● Written task
Return, without any change, the lines in the items below from the line with "obj: banner with text" to the line with "left=0, top=116, right=360, bottom=133", including both of those lines and nothing else.

── Exercise materials ──

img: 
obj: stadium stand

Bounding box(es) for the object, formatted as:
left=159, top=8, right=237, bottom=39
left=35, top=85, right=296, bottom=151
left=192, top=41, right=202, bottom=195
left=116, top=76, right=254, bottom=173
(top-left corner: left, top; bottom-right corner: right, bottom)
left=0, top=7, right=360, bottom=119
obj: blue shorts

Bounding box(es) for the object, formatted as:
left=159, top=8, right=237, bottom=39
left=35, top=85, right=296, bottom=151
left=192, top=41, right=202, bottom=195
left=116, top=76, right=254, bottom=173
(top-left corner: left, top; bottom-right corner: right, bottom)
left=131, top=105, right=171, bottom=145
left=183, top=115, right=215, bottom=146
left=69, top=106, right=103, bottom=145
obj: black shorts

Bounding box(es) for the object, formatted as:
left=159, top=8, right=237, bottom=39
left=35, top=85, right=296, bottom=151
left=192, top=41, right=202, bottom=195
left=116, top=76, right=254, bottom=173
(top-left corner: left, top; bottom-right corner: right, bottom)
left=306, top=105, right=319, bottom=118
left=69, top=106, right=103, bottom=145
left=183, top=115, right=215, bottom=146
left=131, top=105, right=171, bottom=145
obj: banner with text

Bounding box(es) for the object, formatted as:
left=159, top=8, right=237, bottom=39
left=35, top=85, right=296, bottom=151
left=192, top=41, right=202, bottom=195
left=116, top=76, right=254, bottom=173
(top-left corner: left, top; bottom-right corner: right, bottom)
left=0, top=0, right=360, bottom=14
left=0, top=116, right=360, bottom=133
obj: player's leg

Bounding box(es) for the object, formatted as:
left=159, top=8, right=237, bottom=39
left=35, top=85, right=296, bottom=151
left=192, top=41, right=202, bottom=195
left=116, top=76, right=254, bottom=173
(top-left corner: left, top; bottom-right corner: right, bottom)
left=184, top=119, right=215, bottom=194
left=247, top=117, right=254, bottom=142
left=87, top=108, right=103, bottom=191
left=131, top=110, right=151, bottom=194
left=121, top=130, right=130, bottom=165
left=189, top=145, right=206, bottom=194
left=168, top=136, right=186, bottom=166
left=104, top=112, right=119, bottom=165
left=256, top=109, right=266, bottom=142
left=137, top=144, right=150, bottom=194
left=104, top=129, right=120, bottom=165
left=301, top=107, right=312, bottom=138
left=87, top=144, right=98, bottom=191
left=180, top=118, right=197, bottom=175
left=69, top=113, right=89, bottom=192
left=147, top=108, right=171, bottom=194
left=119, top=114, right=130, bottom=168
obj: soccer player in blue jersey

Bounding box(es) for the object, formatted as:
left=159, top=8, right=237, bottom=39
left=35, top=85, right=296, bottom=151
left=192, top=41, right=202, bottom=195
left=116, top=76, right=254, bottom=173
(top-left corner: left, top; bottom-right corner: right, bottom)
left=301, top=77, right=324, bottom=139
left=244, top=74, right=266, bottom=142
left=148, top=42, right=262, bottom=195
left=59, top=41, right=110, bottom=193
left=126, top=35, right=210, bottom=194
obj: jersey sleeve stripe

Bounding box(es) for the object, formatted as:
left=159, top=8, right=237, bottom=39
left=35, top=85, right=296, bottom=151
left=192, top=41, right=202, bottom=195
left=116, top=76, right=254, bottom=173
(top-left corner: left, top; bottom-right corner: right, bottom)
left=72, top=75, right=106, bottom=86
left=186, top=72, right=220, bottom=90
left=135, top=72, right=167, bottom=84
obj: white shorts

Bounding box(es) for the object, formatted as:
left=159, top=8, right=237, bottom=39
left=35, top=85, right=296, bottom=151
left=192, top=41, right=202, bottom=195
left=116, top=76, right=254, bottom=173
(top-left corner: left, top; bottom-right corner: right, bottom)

───
── Exercise materials ──

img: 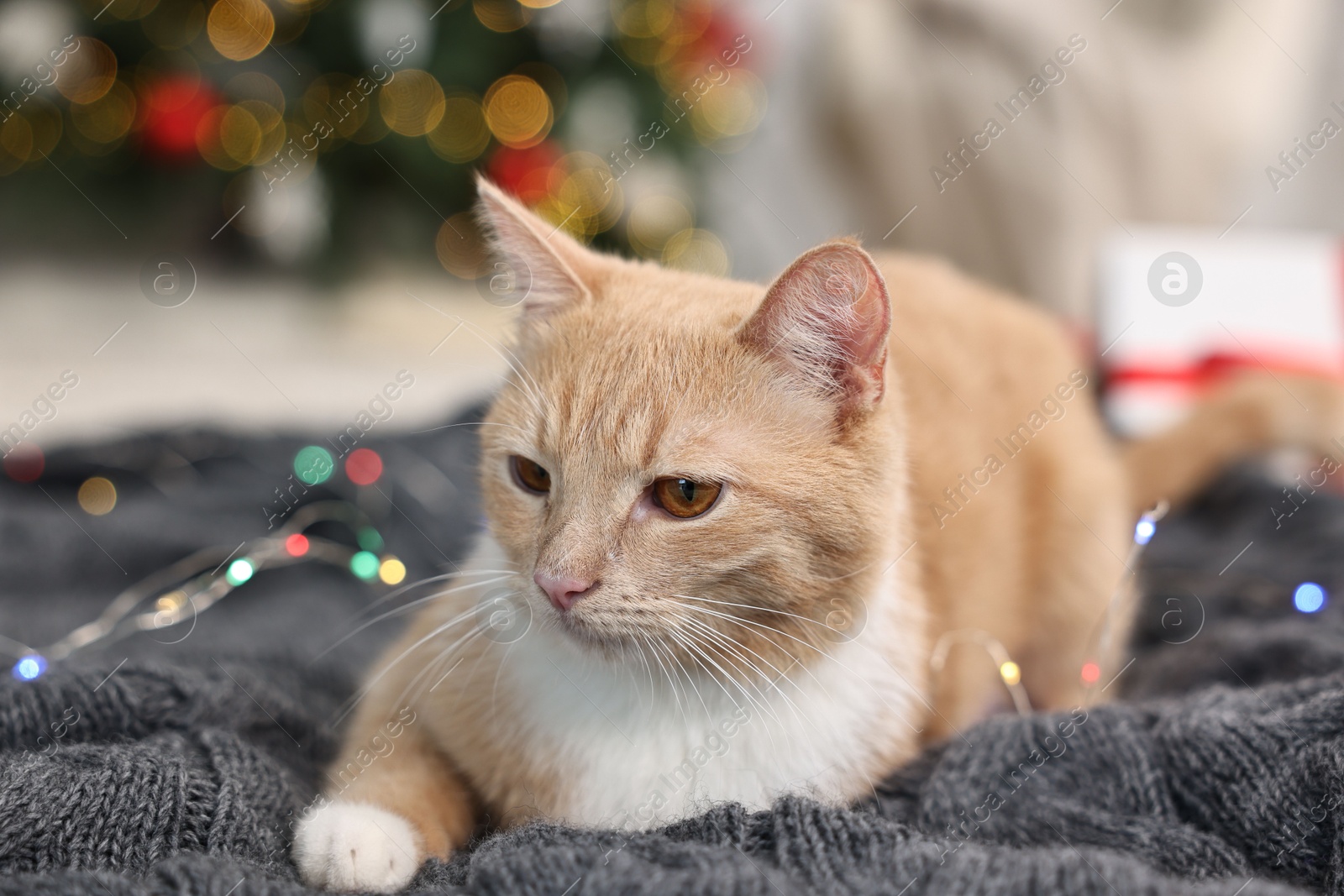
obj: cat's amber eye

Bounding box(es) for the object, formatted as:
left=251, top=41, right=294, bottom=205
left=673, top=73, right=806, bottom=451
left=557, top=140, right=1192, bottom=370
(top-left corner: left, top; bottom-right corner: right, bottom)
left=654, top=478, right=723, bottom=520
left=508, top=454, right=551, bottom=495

───

● Reply
obj: banner with text

Bounding box(es) for the object, formatted as:
left=159, top=8, right=237, bottom=39
left=35, top=85, right=296, bottom=151
left=192, top=41, right=202, bottom=195
left=116, top=76, right=254, bottom=173
(top-left corner: left, top; bottom-right corner: right, bottom)
left=0, top=0, right=360, bottom=14
left=0, top=116, right=360, bottom=133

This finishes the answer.